▸ WHAT YOU HAVE TO DO
Retype precisely the section of the data that starts at the line containing "task | indicate the mountain" and runs to its final line, ends included.

★ ★ ★ ★ ★ ★ ★

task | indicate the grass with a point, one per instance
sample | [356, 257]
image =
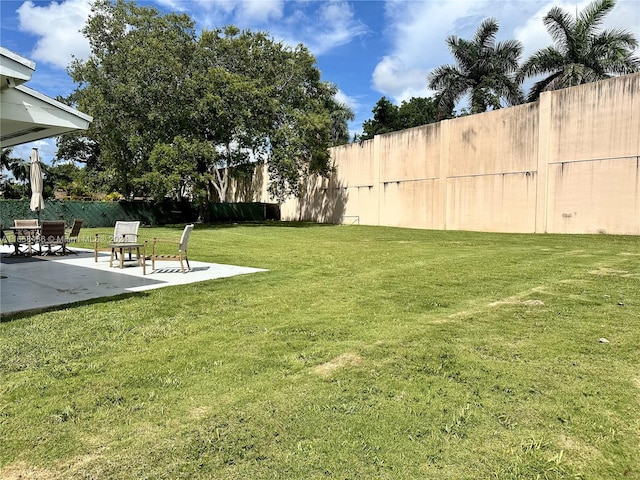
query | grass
[362, 352]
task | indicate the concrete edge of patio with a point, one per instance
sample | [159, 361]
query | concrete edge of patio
[32, 285]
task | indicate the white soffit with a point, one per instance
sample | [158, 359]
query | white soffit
[27, 115]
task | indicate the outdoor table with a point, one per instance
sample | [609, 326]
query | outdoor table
[31, 233]
[120, 248]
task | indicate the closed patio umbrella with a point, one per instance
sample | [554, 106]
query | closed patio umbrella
[35, 175]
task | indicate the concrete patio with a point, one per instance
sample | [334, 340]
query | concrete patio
[39, 283]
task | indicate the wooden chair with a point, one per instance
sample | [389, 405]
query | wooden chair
[52, 235]
[23, 240]
[155, 254]
[123, 232]
[74, 233]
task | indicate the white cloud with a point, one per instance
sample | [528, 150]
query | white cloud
[351, 102]
[260, 10]
[399, 81]
[58, 26]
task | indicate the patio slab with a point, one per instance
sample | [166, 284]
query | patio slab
[38, 283]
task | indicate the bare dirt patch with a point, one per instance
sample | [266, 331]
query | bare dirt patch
[341, 361]
[608, 271]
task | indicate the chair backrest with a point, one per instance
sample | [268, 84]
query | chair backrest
[52, 231]
[184, 239]
[26, 223]
[75, 229]
[125, 232]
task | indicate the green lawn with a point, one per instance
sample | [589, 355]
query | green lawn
[361, 353]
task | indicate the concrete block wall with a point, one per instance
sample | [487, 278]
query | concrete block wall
[569, 163]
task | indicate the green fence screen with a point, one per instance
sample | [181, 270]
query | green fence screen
[105, 214]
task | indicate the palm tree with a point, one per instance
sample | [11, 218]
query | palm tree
[581, 54]
[484, 69]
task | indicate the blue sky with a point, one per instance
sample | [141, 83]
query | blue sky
[368, 48]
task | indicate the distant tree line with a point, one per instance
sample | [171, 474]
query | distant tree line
[489, 73]
[179, 114]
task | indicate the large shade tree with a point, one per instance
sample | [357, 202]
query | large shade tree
[175, 112]
[581, 53]
[485, 70]
[388, 117]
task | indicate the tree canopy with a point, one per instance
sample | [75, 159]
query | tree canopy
[388, 117]
[485, 70]
[581, 53]
[175, 111]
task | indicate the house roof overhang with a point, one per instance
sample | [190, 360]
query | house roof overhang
[27, 115]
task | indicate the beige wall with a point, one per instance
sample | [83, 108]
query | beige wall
[569, 163]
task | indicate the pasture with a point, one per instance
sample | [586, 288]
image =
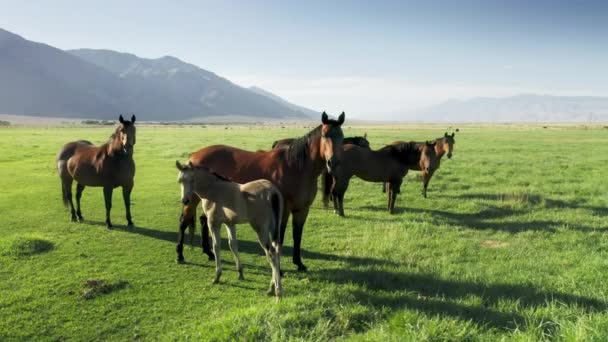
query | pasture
[511, 244]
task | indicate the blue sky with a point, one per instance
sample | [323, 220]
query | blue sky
[369, 58]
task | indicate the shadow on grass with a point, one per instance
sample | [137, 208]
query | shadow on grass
[246, 246]
[432, 293]
[537, 199]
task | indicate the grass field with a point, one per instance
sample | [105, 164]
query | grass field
[510, 245]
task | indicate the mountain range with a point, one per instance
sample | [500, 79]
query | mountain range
[519, 108]
[40, 80]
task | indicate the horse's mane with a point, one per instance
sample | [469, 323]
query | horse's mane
[402, 150]
[215, 174]
[298, 149]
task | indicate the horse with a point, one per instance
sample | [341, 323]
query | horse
[360, 141]
[258, 203]
[109, 166]
[444, 146]
[388, 164]
[294, 170]
[327, 179]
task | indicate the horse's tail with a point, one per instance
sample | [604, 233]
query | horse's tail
[276, 201]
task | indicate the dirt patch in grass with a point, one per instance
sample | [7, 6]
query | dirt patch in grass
[92, 288]
[24, 246]
[493, 244]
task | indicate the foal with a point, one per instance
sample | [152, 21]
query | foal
[259, 202]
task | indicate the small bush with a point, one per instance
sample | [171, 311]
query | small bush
[24, 246]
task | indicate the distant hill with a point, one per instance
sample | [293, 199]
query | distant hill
[306, 111]
[520, 108]
[45, 81]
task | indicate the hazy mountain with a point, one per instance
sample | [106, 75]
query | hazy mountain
[306, 111]
[38, 79]
[520, 108]
[188, 90]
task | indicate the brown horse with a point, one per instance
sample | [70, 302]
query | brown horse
[294, 170]
[109, 166]
[388, 164]
[445, 145]
[327, 179]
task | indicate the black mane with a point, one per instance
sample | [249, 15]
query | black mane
[297, 150]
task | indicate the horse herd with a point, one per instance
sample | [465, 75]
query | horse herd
[263, 187]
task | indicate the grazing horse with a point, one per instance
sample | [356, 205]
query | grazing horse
[445, 145]
[258, 202]
[327, 179]
[388, 164]
[294, 170]
[109, 166]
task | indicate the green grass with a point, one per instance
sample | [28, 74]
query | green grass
[510, 245]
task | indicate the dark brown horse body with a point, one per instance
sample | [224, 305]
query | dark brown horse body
[443, 146]
[388, 164]
[294, 170]
[327, 180]
[109, 166]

★ ★ ★ ★ ★ ★ ★

▸ EXERCISE SOLUTION
task | indicate the mountain range with a point, one per instance
sample | [500, 79]
query | mountain range
[519, 108]
[40, 80]
task | indicate the horse's mane with a point, one per instance
sample | [469, 323]
query | horse's mane
[402, 150]
[215, 174]
[298, 149]
task | indicate the horse with a point, one per instance
sample | [341, 323]
query | horse
[360, 141]
[258, 203]
[109, 166]
[444, 146]
[388, 164]
[294, 170]
[327, 179]
task | indicate the horse's tail with a point, one per instance
sample | [604, 233]
query | horse's tail
[276, 201]
task | indicate the dirt patch in grass with a point, one per instance
sample | [7, 6]
query | dirt patch in grass
[92, 288]
[24, 246]
[493, 244]
task | indicate the foal with a point, one per instance
sample | [152, 21]
query | foal
[259, 202]
task | indicate the small bush with a point, one per instance
sample | [171, 311]
query | small bush
[24, 246]
task | indicate the distant hill with a point, one per instance
sample | [293, 199]
query | distant hill
[306, 111]
[520, 108]
[45, 81]
task | indicate the hazy mountain with a point, one per instance
sample | [106, 75]
query | hazy mountain
[306, 111]
[38, 79]
[520, 108]
[188, 90]
task | indicate the brown horse with a point, one per instance
sample | [70, 302]
query | brown horse
[294, 170]
[109, 166]
[388, 164]
[445, 145]
[327, 179]
task | indicate the black mane with a point, one per instance
sample | [249, 15]
query | black mane
[297, 150]
task | indicate the horse herd with a point, one per instance
sample | [465, 75]
query | horse herd
[263, 187]
task | indicate the grazing horse with a point, one per instance
sample | [356, 205]
query | grazing horse
[445, 145]
[258, 202]
[327, 179]
[388, 164]
[294, 170]
[109, 166]
task | indicate the green grass with a point, one per instance
sample | [28, 74]
query | green grass
[510, 245]
task | indicate the dark brown horse body with a point, one per instance
sample | [224, 305]
query | dark brown horse body
[443, 146]
[388, 164]
[294, 170]
[327, 180]
[109, 166]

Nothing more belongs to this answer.